ABOUT THIS TASK ::
Your task is to output all the records below, word for word.

DATA TO EXAMINE ::
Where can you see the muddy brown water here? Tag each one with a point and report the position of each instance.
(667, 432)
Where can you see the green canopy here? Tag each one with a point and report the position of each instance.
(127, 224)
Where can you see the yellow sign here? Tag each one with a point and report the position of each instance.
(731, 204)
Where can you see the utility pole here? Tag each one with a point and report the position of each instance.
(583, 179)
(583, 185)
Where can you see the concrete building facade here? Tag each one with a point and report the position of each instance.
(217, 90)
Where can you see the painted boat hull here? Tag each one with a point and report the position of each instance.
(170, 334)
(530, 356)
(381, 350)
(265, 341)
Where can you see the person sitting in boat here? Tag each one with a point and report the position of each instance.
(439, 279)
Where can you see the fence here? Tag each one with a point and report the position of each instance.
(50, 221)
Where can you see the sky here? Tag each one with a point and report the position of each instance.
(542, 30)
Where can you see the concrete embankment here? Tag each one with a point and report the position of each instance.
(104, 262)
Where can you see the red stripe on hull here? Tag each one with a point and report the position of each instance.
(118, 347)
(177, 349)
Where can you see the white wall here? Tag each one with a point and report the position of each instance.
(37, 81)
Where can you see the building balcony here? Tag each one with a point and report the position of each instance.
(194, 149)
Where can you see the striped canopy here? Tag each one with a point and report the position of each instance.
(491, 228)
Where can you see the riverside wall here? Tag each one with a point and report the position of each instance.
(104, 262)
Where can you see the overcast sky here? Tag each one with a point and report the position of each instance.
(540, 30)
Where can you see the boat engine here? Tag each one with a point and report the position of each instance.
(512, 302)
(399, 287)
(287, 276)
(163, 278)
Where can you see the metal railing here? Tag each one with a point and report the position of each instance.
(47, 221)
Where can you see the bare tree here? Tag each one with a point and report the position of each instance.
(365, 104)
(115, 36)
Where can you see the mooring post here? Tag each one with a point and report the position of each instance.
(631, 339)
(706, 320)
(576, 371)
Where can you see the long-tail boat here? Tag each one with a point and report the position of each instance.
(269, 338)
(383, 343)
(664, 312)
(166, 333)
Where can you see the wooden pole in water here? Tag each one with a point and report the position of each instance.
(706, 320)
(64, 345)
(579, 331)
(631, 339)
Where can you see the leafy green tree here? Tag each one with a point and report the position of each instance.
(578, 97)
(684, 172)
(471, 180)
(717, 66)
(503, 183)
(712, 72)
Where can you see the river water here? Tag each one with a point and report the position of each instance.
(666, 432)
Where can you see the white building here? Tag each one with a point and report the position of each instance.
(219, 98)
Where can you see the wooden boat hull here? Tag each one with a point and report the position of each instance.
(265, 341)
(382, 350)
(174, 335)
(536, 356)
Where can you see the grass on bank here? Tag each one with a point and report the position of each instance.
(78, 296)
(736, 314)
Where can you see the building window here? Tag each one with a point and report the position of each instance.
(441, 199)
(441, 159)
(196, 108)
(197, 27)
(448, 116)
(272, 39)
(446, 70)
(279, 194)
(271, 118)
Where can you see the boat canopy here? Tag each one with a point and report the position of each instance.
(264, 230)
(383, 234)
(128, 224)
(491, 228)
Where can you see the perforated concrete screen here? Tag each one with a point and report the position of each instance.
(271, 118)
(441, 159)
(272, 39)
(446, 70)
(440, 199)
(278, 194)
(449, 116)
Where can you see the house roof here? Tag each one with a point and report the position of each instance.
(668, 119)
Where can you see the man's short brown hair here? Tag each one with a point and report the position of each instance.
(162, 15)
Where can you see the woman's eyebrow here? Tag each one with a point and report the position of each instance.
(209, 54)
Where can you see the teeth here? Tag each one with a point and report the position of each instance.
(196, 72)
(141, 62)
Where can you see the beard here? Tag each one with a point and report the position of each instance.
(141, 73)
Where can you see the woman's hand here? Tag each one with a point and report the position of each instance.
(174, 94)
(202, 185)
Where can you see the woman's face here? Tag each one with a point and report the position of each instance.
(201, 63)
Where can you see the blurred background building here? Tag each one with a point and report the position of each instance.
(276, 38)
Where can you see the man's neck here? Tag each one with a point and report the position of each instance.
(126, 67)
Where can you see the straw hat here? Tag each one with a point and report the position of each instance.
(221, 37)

OUTPUT FOR THIS TASK ::
Where can you see the muddy brown water here? Tag each one with a point and report the position of each instance.
(667, 432)
Where can you see the green canopy here? Tag each one with a point and report the position of each instance.
(127, 224)
Where can you see the yellow sign here? Tag each one with a point and report the position of each instance.
(731, 204)
Where can you see the utility pole here? Tag each one with a point and report the position of each instance.
(583, 179)
(583, 185)
Where can you see the concrete building facade here? Tag each one with a point and report the position of each instance.
(217, 90)
Where can you see the painted boat hull here? Tag each one with a point and report the position of each instance.
(170, 334)
(530, 356)
(381, 350)
(265, 341)
Where can you see the person sitting in boat here? Tag each one with a point and report the position of each instance.
(439, 279)
Where can you see the fence here? Tag each one with a point and report the position of each instance.
(50, 221)
Where can you see the sky here? Tag each one with a point and report the position of each instance.
(542, 30)
Where can you see the concrete embankment here? Tag each one with a point and report the position of each instance.
(104, 262)
Where can you see the red stripe on hull here? Tag each one with a point and report the position of each instance.
(118, 347)
(177, 349)
Where can you see the white wall here? Tag each one with a point and report the position of each instance.
(37, 81)
Where can you see the building balcony here? Tag each one with a point and report the position of each instance.
(194, 149)
Where can you see the striped canopy here? Tag each one with a point and report the position of each instance.
(491, 228)
Where can you see the riverside wall here? Tag each one with a point and report the position of each instance.
(104, 262)
Where can you see the overcast sky here? Tag each one with a point and report the position of each instance.
(540, 30)
Where can you see the boat engine here? Tag each one with a point and report the position of each instance.
(512, 302)
(399, 287)
(287, 276)
(163, 278)
Where can you see the metal railing here? Tag each one with a point and report the position of each instance.
(47, 221)
Where can you see the bare tree here? Tag each one with a point and report the position of each instance.
(365, 104)
(115, 36)
Where can you see the mooring post here? Tag each one with a point and report the position of each instance.
(631, 339)
(706, 320)
(576, 371)
Where can you see the long-tail boat here? Tag each one with a point and report the position of each instance.
(269, 338)
(383, 343)
(664, 312)
(166, 333)
Where can you see the wooden pole in water here? Tag each one with a point and report the position of each instance.
(706, 320)
(64, 345)
(579, 331)
(631, 339)
Where can you see the leafy green tree here? Tag each one with a point and report the position of each instance.
(578, 97)
(684, 172)
(471, 180)
(717, 66)
(503, 183)
(712, 72)
Where can you see the river water here? Tag each one with a point and report the position of each instance.
(666, 432)
Where can you see the white building here? Tag each one with a point and report the position of each instance.
(219, 98)
Where can you see the wooden boat hull here? Tag each one with a point and report the position of each instance.
(265, 341)
(382, 350)
(174, 335)
(536, 356)
Where can you see the grass on bank here? Tag each one with a point and report the position of each instance.
(78, 296)
(736, 314)
Where can you see the building window here? Tag each one with a point and report the position of each instance.
(441, 199)
(441, 159)
(196, 108)
(197, 27)
(448, 116)
(272, 39)
(446, 70)
(279, 194)
(271, 118)
Where can you see the boat canopy here? Tag each one with a point and report the position of each instance.
(264, 230)
(383, 234)
(128, 224)
(491, 228)
Where can you see the perforated concrete screen here? Tag each one with a point and report the position of each instance.
(271, 118)
(441, 159)
(272, 39)
(446, 70)
(440, 199)
(278, 194)
(449, 116)
Where can you see the house roof here? Tag each one with a point and report the position of each instance.
(668, 119)
Where can you see the man's short brown hair here? Tag each one with a point and report the position of each instance.
(162, 15)
Where can you see the woman's eyebrow here? Tag each one with a point and report the position of each instance.
(209, 54)
Where can you see the teeth here? Tag each one with a point and report the position of each instance.
(196, 72)
(141, 62)
Where can you see the beard here? Tag each one with a point and report the position of each instance.
(141, 73)
Where can you see the woman's hand here? Tag each one with a point and report the position of each instance.
(174, 94)
(202, 185)
Where can you see the woman's face here? Tag each one with a point and report the position of each instance.
(201, 63)
Where can you see the blurred background building here? Tag each one with a point and report the position of each instance.
(276, 38)
Where can you see the man's neck here? Tag each one with a point and report the position of each instance.
(126, 67)
Where can you see the straw hat here? Tag each one with a point and report the position of each instance.
(221, 37)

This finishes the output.